Extrait:

Pour mourir, le monde (quel titre ! emprunté à un poète portugais contemporain de l’action du roman) est un immense roman d’aventures historique, prenant pour cadre un XVIIème siècle spectaculaire, avec ses combats pour la conquête des mers et des colonies lointaines, et ses affrontements épiques entre les empires portugais, espagnols, hollandais et britanniques. Au milieu de ce chaos savamment orchestré, les trois personnages principaux, Marie, Diogo et Fernando, dégagent trois arcs narratifs majeurs sur lesquels viennent se greffer d’autres personnages et d’autres problématiques, qui rendent le livre riche et foisonnant.

C’est une évidence confinant au cliché que de reconnaître la solidité des recherches de Yan Lespoux pour composer l’arrière-plan historique de son premier roman. C’est autre chose d’affirmer qu’une énorme documentation n’est rien sans un grand talent littéraire pour la mettre en valeur et la rendre digeste.

Par leur diversité et leur maîtrise impressionnante, les nouvelles de Lespoux regroupées dans son premier livre, Presqu'îles, signalaient déjà que le garçon possédait l’art de l’écriture et de la mise en scène. Dans Pour mourir, le monde, il s’engouffre dans la démesure de ses décors, de ses enjeux, de ses personnages, pour faire battre au vent la puissance et la variété de son style, épiçant le tout d’un humour bien senti, d’une luxuriance dans les descriptions, et d’une volonté de réalisme (la réalité de la vie à bord d’un navire ou de la violence d’un affrontement naval est rendue avec un faste de détails nous propulsant au cœur de l’action) qui n’étouffent jamais la richesse des sentiments et la complexité humaine à l’œuvre.

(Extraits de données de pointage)
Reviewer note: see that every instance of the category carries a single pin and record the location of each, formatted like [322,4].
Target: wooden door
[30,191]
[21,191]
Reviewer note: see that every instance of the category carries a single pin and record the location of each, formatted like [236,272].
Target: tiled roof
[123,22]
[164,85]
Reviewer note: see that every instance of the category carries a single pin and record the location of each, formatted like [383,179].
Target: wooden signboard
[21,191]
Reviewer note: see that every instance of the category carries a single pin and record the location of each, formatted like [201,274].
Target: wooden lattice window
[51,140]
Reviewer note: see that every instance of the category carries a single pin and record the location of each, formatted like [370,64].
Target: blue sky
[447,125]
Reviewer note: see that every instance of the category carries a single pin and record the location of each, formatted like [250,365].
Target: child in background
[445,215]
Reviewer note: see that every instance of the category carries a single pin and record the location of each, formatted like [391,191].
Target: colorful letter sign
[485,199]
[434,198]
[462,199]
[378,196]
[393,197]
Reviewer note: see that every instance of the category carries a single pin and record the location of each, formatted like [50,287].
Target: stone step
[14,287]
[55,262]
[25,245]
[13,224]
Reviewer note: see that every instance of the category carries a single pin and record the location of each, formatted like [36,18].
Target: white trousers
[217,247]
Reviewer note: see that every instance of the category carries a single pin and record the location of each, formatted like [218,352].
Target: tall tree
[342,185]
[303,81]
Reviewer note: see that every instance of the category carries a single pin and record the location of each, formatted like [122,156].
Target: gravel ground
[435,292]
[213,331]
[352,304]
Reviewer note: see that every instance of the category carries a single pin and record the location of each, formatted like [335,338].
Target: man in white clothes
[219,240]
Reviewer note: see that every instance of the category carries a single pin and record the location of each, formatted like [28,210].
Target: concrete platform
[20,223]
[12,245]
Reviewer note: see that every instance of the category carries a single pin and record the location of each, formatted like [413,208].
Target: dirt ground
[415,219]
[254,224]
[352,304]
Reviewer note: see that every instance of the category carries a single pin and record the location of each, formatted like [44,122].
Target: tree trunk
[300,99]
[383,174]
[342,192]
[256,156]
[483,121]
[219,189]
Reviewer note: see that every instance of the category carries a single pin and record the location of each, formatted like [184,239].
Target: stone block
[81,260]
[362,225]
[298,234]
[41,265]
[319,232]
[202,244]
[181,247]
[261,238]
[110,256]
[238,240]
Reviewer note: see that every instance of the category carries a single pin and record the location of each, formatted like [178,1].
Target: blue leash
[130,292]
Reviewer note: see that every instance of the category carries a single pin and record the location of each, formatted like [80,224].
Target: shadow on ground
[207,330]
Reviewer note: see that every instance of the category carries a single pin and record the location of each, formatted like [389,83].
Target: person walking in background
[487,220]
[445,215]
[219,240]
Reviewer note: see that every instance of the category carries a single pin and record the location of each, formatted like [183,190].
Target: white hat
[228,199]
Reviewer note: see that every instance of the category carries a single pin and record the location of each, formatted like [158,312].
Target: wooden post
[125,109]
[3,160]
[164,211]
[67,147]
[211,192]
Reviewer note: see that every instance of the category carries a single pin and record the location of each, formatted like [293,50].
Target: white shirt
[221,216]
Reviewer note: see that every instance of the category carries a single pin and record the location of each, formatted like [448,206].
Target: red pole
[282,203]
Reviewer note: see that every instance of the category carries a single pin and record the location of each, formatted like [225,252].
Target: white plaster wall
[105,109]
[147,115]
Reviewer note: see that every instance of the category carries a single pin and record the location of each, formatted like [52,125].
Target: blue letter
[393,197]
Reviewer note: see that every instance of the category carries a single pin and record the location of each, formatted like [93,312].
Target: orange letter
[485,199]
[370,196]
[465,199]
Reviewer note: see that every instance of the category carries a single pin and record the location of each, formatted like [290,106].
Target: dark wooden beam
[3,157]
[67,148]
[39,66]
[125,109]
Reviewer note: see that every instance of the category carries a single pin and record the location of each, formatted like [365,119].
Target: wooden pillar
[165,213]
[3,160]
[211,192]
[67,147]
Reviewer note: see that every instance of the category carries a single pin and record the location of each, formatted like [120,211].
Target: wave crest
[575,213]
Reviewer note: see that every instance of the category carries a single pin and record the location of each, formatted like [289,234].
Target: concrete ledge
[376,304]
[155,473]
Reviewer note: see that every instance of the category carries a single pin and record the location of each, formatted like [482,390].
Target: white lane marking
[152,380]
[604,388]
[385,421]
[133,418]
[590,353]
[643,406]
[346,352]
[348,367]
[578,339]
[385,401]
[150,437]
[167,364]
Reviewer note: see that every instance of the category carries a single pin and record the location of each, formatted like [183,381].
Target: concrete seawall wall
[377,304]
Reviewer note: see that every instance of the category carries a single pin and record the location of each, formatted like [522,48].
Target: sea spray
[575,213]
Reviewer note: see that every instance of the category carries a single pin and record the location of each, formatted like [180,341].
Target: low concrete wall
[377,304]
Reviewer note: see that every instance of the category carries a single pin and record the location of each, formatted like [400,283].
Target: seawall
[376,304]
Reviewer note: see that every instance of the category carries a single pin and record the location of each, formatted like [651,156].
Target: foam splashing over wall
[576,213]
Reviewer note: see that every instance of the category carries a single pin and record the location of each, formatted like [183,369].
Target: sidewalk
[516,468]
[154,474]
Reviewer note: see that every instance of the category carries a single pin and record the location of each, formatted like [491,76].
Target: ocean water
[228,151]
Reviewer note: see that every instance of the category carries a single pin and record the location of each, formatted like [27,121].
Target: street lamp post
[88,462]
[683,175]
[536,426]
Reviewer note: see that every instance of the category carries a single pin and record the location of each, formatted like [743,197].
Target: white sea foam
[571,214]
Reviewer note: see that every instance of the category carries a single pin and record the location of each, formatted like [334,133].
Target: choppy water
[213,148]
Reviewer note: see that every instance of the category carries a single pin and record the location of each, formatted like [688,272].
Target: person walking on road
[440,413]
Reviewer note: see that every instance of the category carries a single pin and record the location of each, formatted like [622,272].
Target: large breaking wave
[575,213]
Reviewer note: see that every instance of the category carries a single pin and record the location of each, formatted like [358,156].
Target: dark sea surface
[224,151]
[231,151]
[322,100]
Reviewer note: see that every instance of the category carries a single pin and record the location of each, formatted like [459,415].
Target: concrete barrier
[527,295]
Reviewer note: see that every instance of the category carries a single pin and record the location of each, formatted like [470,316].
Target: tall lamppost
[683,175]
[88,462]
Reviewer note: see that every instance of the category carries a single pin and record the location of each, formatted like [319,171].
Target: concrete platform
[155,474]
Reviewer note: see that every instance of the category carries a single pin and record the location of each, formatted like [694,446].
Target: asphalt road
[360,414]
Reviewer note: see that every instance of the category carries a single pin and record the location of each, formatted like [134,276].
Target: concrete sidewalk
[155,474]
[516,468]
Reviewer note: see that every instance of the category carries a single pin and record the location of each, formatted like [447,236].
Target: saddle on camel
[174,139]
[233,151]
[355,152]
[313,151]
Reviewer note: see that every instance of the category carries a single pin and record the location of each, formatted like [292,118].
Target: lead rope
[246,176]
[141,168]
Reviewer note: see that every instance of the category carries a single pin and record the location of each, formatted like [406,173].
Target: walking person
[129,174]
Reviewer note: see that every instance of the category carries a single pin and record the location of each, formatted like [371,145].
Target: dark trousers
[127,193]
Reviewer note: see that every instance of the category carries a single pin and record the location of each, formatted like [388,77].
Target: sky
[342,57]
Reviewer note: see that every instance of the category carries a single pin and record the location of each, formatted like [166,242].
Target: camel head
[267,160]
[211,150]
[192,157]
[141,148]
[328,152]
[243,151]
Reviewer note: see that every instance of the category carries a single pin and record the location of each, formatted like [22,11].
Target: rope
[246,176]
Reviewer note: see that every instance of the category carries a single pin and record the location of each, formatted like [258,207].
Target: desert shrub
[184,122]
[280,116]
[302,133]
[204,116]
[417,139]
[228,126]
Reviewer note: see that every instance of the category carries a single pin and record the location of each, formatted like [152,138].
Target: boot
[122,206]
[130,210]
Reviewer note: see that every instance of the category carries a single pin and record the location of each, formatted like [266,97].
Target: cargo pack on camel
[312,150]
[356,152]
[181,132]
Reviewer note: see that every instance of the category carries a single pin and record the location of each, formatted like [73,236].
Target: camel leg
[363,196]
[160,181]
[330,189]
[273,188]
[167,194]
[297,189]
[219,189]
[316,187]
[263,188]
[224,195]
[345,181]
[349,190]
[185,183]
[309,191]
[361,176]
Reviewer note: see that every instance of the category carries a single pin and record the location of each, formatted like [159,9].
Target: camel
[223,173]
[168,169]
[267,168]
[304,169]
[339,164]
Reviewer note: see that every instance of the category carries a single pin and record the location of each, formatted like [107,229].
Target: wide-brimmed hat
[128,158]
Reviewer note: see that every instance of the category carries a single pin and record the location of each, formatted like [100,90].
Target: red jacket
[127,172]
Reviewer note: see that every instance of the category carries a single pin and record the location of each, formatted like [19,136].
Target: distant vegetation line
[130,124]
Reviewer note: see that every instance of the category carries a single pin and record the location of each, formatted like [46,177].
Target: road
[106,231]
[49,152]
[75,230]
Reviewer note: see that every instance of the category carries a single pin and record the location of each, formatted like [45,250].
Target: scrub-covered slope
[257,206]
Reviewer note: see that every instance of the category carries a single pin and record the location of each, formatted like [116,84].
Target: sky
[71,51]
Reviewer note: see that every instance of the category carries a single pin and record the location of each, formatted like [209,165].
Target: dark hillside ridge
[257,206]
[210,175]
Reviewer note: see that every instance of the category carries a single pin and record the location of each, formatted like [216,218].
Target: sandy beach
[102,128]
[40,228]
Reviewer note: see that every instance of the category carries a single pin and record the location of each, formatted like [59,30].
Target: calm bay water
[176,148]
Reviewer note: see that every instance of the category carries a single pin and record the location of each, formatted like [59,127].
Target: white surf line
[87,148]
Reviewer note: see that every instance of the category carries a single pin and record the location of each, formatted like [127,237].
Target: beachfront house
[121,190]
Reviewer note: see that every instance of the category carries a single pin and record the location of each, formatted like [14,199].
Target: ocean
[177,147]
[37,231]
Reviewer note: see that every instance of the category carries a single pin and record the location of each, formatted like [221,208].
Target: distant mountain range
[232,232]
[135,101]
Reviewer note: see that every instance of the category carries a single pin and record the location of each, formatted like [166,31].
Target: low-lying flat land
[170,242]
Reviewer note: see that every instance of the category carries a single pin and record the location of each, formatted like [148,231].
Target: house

Consignes:
A – Dans l'extrait sur Pour mourir, le monde, à qui le titre du roman a-t-il été emprunté ?
B – D'après l'extrait sur Pour mourir, le monde, qu'est-ce qui rend le livre riche et foisonnant ?
C – Prolongez l'extrait sur le roman Pour mourir, le monde à partir de sa dernière phrase.
Les lignes de données sont un matériau à part, sans rapport avec le texte.

Réponses par consigne:
A – À un poète portugais contemporain de l'action du roman.

B – Les trois personnages principaux, Marie, Diogo et Fernando, forment trois grands arcs narratifs. D'autres personnages et d'autres problématiques viennent s'y greffer, et c'est ce qui rend le livre riche et foisonnant.

C –
Pour le dire autrement, et plus clairement, ce que fait Yan Lespoux ici, c’est oser le roman d’aventures dans toute sa splendeur. Oser aussi le roman narratif, le roman de personnages et d’histoire(s) – un geste qui, dans le paysage introspectif de notre littérature française, paraît toujours bizarrement anachronique, à mi-chemin entre l’audace absolue et la facilité un peu vulgaire. (Non mais franchement, raconter des histoires, quelle drôle d’idée !) Pour en trouver, généralement, il faut franchir la frontière menant à la littérature jeunesse, où flamboient des écrivains, Timothée de Fombelle et Pascale Quiviger en tête, à qui la virtuosité romanesque ne fait pas peur.

Fort heureusement, le Goncourt 2023 remis à Jean-Baptiste Andréa (quels que soient les motifs de ce choix), pour une œuvre de la même belle eau tumultueuse, et le splendide succès du récit historique maritime de David Grann, Les naufragés du Wager, ont rappelé au plus grand nombre que cette veine-là était aussi de la grande littérature, et pas la plus aisée à réussir.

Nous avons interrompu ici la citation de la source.